--- Given passage ---

Las plantas nativas del Vallecillo (parte 2)

Huzzah! This is the last post of the Chihuahua Mexico series!Today, we finish looking at the rest of the native plants that I found on the afternoon of August 21, 2021 in the hills behind the village of El Vallecillo. Plants observed during the morning hike are posted here.

Making my way back up the hill after lunch, I figured I would stick to the area around the oak trees so I could duck in for some shade periodically. It was already hot, with temperatures approaching 100°F.

I tried identifying the oaks, but there are about a dozen species in the area and I didn’t get enough detail to identify them based on photos alone. So, we’ll take a quick look at the leaves from two different trees and move on.

Approaching the crest of the hill, linear ridges of rock emerged from the earth and the agaves (A. parryi) became more abundant. Maybe a subtle hint about how I should try growing them back home.

Many ocotillo (Fouquieria splendens) flourished near the top of the ridge. Ocotillo (Oh-coh-tee-yo) is a semi-succulent plant in the order Ericales, so it has more in common with rhododendrons and blueberries than it does to agaves or cacti. Leaves and flowers only emerge after there has been enough rainfall to support new growth. Clearly, there had been enough in the weeks preceding my visit.

--- Dataset content ---

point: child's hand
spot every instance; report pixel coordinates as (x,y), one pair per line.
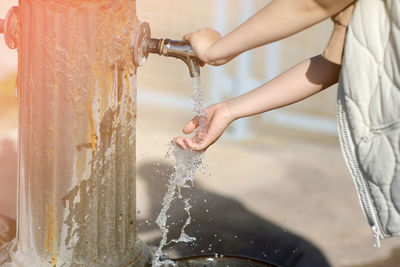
(217,120)
(202,42)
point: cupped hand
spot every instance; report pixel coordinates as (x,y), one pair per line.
(202,42)
(208,131)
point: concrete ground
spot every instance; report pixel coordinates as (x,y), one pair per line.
(262,197)
(281,196)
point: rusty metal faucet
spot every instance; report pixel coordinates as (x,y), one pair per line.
(165,47)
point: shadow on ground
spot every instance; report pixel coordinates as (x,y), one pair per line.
(224,226)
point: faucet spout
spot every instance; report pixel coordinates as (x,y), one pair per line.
(143,44)
(177,49)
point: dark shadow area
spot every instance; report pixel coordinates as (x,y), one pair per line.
(8,178)
(224,226)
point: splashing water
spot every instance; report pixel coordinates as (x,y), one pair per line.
(187,162)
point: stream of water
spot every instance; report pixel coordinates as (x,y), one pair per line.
(187,162)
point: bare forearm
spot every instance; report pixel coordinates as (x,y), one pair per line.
(303,80)
(277,20)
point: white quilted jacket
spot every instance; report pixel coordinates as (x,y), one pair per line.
(369,111)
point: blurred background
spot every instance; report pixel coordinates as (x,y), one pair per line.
(275,186)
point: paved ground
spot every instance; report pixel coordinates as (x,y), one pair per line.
(282,196)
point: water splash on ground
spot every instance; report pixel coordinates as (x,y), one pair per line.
(187,162)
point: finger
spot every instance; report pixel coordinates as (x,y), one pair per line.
(187,36)
(193,145)
(191,125)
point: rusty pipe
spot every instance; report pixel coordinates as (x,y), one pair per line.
(177,49)
(143,45)
(2,21)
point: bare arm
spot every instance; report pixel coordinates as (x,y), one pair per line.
(303,80)
(277,20)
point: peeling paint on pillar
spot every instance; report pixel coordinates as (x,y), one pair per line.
(77,91)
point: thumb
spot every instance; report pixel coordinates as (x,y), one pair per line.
(191,125)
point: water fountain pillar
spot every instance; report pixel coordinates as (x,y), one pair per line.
(76,144)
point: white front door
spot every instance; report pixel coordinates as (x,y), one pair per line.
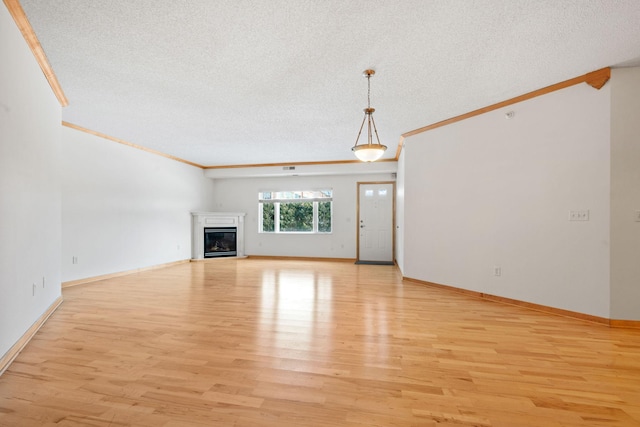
(375,222)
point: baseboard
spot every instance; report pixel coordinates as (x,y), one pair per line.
(297,258)
(121,273)
(532,306)
(13,352)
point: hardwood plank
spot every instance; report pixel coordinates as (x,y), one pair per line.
(264,342)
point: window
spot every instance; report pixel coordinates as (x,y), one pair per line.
(295,211)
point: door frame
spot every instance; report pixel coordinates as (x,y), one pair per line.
(393,218)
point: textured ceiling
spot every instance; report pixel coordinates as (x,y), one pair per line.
(234,82)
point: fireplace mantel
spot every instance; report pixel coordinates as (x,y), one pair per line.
(200,220)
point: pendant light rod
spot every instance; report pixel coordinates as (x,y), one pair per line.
(368,152)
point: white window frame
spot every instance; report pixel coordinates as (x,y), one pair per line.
(276,214)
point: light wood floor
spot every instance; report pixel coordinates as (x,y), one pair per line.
(294,343)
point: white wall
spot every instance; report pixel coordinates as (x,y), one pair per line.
(625,193)
(123,208)
(241,195)
(400,224)
(490,192)
(29,188)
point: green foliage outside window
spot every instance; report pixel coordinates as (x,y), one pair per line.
(295,211)
(268,213)
(296,216)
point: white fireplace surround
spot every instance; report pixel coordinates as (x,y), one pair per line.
(200,220)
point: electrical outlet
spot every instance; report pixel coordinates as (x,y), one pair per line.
(579,215)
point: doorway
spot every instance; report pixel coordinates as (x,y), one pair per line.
(376,217)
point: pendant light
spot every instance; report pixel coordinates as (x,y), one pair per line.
(368,152)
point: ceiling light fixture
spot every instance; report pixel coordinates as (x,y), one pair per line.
(368,152)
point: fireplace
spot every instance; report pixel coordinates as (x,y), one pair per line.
(207,228)
(219,241)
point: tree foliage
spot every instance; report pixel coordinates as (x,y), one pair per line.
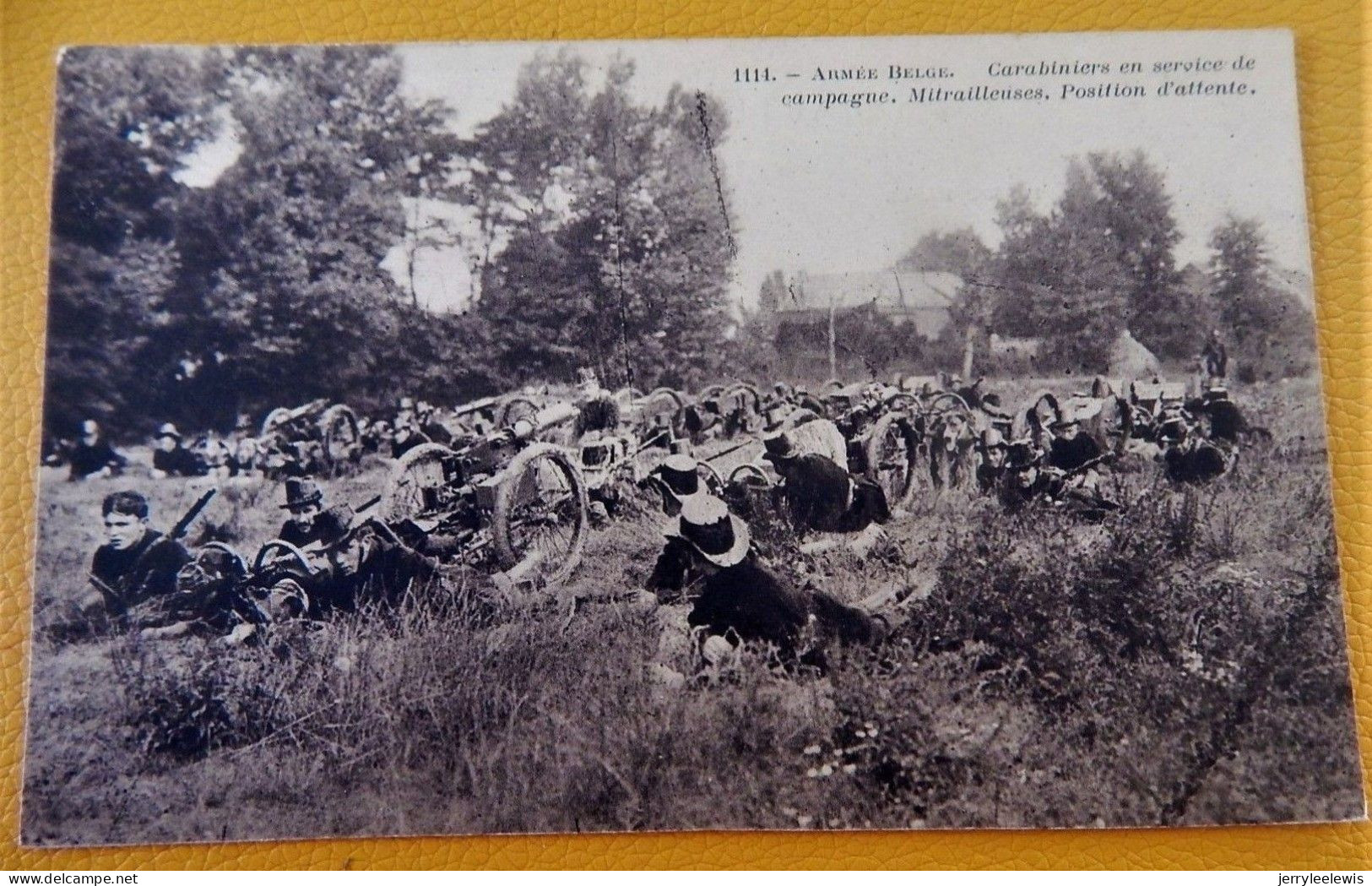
(621,261)
(601,235)
(1269,328)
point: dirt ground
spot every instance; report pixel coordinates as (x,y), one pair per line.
(1180,664)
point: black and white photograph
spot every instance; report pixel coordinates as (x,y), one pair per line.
(778,433)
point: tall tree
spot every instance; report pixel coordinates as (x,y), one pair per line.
(287,243)
(955,251)
(127,120)
(627,268)
(1268,325)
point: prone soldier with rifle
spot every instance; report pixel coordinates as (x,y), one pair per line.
(136,568)
(1031,477)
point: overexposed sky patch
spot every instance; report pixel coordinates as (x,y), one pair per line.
(854,188)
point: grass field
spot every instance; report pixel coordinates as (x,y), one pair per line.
(1180,664)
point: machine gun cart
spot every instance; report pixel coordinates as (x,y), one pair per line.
(504,503)
(329,433)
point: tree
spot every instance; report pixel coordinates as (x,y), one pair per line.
(1132,204)
(285,277)
(1268,327)
(125,122)
(959,253)
(626,269)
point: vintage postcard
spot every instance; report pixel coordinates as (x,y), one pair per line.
(906,432)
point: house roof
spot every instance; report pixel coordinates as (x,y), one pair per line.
(891,291)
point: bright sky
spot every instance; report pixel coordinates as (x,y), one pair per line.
(852,189)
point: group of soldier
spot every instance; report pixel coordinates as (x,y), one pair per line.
(711,563)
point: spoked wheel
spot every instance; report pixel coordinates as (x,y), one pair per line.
(513,409)
(750,475)
(891,459)
(416,483)
(279,550)
(342,438)
(711,479)
(541,514)
(274,420)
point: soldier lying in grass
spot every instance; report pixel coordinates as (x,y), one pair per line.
(708,561)
(132,572)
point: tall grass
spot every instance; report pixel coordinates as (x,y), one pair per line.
(1180,663)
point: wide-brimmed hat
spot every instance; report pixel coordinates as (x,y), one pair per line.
(717,535)
(991,438)
(301,492)
(779,448)
(680,475)
(1021,454)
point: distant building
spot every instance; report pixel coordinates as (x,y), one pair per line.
(1002,347)
(904,296)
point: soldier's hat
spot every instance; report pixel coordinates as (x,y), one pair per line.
(1021,454)
(301,492)
(717,535)
(779,448)
(991,438)
(680,476)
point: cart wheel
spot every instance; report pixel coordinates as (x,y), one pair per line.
(673,393)
(416,483)
(750,475)
(342,439)
(513,409)
(903,402)
(280,549)
(541,514)
(274,420)
(891,459)
(711,477)
(948,402)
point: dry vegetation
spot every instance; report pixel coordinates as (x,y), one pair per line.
(1180,664)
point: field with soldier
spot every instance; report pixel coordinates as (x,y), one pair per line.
(1020,661)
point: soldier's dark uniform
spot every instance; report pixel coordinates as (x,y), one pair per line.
(821,496)
(1071,454)
(328,527)
(138,573)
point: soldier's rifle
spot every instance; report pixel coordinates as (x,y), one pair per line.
(176,534)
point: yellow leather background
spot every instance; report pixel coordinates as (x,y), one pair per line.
(1332,70)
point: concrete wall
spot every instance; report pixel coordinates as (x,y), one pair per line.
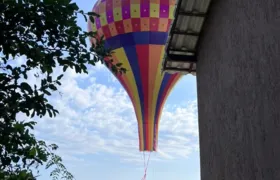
(238,79)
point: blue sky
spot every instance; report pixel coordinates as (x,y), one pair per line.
(99,140)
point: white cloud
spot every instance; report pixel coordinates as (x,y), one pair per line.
(97,118)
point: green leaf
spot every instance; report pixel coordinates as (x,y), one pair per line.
(52,87)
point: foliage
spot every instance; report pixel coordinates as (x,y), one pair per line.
(46,33)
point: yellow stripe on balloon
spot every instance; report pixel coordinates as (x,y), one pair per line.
(154,10)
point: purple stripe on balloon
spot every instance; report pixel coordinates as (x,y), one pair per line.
(110,16)
(145,10)
(126,12)
(164,11)
(98,23)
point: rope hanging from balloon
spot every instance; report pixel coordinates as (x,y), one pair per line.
(146,165)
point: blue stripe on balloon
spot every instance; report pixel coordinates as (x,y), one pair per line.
(131,54)
(136,38)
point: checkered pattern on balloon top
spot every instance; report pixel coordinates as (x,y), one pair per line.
(125,16)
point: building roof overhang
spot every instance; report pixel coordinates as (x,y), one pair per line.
(180,52)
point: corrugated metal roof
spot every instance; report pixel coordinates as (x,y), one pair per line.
(183,36)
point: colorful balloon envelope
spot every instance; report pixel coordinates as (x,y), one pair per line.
(137,31)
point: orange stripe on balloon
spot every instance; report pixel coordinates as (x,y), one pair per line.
(143,59)
(154,62)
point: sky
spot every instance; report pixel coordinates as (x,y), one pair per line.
(96,129)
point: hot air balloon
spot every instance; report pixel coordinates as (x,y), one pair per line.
(137,31)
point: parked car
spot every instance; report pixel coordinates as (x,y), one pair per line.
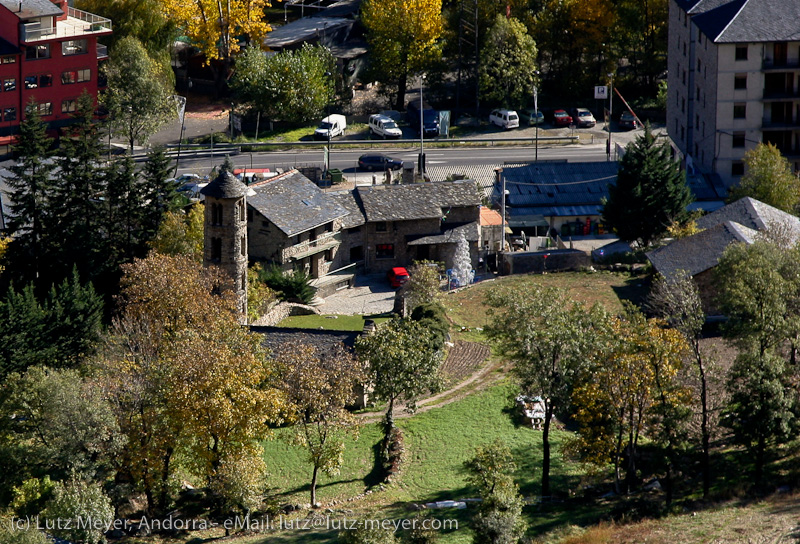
(627,120)
(561,118)
(383,126)
(504,118)
(379,162)
(583,118)
(331,127)
(397,276)
(532,117)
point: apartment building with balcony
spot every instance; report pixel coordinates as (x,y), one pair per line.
(734,81)
(49,53)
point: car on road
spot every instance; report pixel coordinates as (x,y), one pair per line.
(561,118)
(627,120)
(397,276)
(583,118)
(532,117)
(379,162)
(504,118)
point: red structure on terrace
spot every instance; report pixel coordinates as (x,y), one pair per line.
(48,52)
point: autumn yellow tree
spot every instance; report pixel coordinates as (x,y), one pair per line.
(403,36)
(190,387)
(216,27)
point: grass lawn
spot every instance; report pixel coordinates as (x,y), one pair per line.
(466,308)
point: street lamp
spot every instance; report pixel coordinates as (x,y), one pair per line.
(421,130)
(610,112)
(536,111)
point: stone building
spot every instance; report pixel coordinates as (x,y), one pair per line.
(225,231)
(733,81)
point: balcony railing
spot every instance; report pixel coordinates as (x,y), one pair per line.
(78,23)
(310,247)
(770,64)
(780,123)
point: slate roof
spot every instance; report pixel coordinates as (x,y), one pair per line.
(700,252)
(407,202)
(293,203)
(32,8)
(225,185)
(740,21)
(451,236)
(753,214)
(349,201)
(324,341)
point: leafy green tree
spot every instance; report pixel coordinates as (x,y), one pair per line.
(29,186)
(548,342)
(499,518)
(77,501)
(402,364)
(677,301)
(61,331)
(769,178)
(650,193)
(63,422)
(403,38)
(138,96)
(508,63)
(763,404)
(319,387)
(269,84)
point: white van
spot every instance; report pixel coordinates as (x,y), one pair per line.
(384,126)
(504,118)
(331,127)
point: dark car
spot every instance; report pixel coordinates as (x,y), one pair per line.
(397,276)
(561,118)
(379,162)
(627,120)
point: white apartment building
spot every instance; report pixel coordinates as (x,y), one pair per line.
(734,81)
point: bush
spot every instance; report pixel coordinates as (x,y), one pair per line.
(293,287)
(79,501)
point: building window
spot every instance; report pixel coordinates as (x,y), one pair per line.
(75,76)
(45,108)
(68,106)
(74,47)
(33,52)
(384,251)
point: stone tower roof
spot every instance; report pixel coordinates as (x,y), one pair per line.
(225,185)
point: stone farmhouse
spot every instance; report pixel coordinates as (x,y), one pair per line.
(288,221)
(734,81)
(739,222)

---

◆ Exercises to complete
1. Set down, word for word, the part of the post on El Vallecillo's native plants running from "I tried identifying" down to "them back home.".
2. Resume the post on El Vallecillo's native plants, starting with what follows its last sentence.

◆ Task-by-task outputs
1.
I tried identifying the oaks, but there are about a dozen species in the area and I didn’t get enough detail to identify them based on photos alone. So, we’ll take a quick look at the leaves from two different trees and move on.

Approaching the crest of the hill, linear ridges of rock emerged from the earth and the agaves (A. parryi) became more abundant. Maybe a subtle hint about how I should try growing them back home.

2.
Once the soil begins drying out, however, their leaves turn brown and fall off. You can tell that was was already happening here as the ocotillo leaves were developing brown tips.

Seedlings were few and far between. I only found one baby ocotillo while I was exploring that day.

Green mossy plants were tumbling down some of the larger rocky outcroppings.

Which turned out to be spikemoss (Selaginella, left) and golden lipfern (Myriopteris aurea, right).

Not much beats the vibrancy of desert lichens – oranges, yellows, blues, grays, browns, and blacks all on one rock. The color may help protect against temperature extremes. I also wonder if the different colors might allow lichens to utilize different parts of the light spectrum for photosynthesis.

On the left, more of a curiosity than anything, Nolina texana. It’s that grassy tuft in the center and another one of those plants in the asparagus family (like agaves and sotols) that seem to thrive in the desert. On the right, the flowers of a verbena (Glandularia bipinnafitida).

By this point, it was getting hot. I decided to spend some time in the shade to see what I could find there.

A prickly pear (Opuntia) cooling its heels at the base of the trunk. Many of these were covered in mealybugs.

I also found a few little claret cup cacti (Echinocereus polyacanthus) that I wish had been in bloom. Adorable anyway.

A zinnia (Zinnia peruviana) with a slightly different, more subdued salmony red than what I saw earlier in the morning. This was also where all the fine-leaf  marigold plants (Tagetes filifolia) were hanging out. I never did find any in bloom.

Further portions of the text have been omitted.